## Exercise details
Word for word, return the entries listed below.

## Dataset entries
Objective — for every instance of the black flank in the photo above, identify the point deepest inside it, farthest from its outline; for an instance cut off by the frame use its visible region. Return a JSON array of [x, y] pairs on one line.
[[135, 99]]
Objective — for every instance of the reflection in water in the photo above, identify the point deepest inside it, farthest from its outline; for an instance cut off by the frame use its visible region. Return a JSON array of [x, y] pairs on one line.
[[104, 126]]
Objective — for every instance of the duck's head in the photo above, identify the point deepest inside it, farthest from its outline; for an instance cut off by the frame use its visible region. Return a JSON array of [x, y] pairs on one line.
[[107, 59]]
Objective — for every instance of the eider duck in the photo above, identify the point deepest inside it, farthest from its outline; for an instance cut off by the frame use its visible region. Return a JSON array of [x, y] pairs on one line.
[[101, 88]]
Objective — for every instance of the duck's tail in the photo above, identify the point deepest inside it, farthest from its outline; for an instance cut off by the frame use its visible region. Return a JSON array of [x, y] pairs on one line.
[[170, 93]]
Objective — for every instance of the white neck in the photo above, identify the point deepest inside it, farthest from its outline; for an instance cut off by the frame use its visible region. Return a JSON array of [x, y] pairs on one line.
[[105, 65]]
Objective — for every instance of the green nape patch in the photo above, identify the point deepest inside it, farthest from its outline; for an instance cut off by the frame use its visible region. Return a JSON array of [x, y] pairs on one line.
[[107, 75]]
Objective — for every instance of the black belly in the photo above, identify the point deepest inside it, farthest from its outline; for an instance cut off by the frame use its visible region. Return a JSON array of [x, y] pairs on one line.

## Answer box
Objective — for every instance of the black flank in the photo above, identify the point deepest inside it, farthest from its outline; for an instance cut off by the frame use its visible region. Return a JSON array of [x, y] pairs on one line.
[[135, 99]]
Objective — for every instance of the reflection in water in the photo above, identify the point deepest inside it, farthest from its outline; for an instance cut off by the frame use its visible region. Return a JSON array of [x, y] pairs on one line.
[[104, 126]]
Objective — for every instance of the duck's head in the photo above, identify the point deepest inside it, farthest from its outline; for an instance cut off by the frame use its visible region. Return a JSON array of [x, y] pairs on one line.
[[107, 59]]
Objective — for every instance of the eider duck in the photo above, identify the point deepest inside it, farthest from its outline; for an instance cut off by the frame use its visible region. Return a JSON array of [x, y] pairs on one line.
[[101, 88]]
Objective — for every instance of the duck's tail in the photo above, identify the point deepest inside it, farthest from its outline; for an instance cut off by the frame use its visible region. Return a JSON array of [x, y] pairs on one line.
[[170, 93]]
Objective — for every instance of the white neck in the photo above, identify the point deepest inside it, farthest from its outline; for an instance cut off by the frame use its visible region. Return a JSON array of [x, y] pairs on one line.
[[105, 65]]
Objective — for every instance of the green nape patch in the photo above, identify the point deepest inside it, farthest from its outline; for an instance cut off by the frame use its visible region. Return a JSON array of [x, y] pairs on one line.
[[107, 75]]
Objective — for every instance of the black belly in the photo above, identify the point deepest inside it, farthest from its outline; for an instance cut off by the frame use its visible region. Return a JSON array of [x, y] pairs on one line.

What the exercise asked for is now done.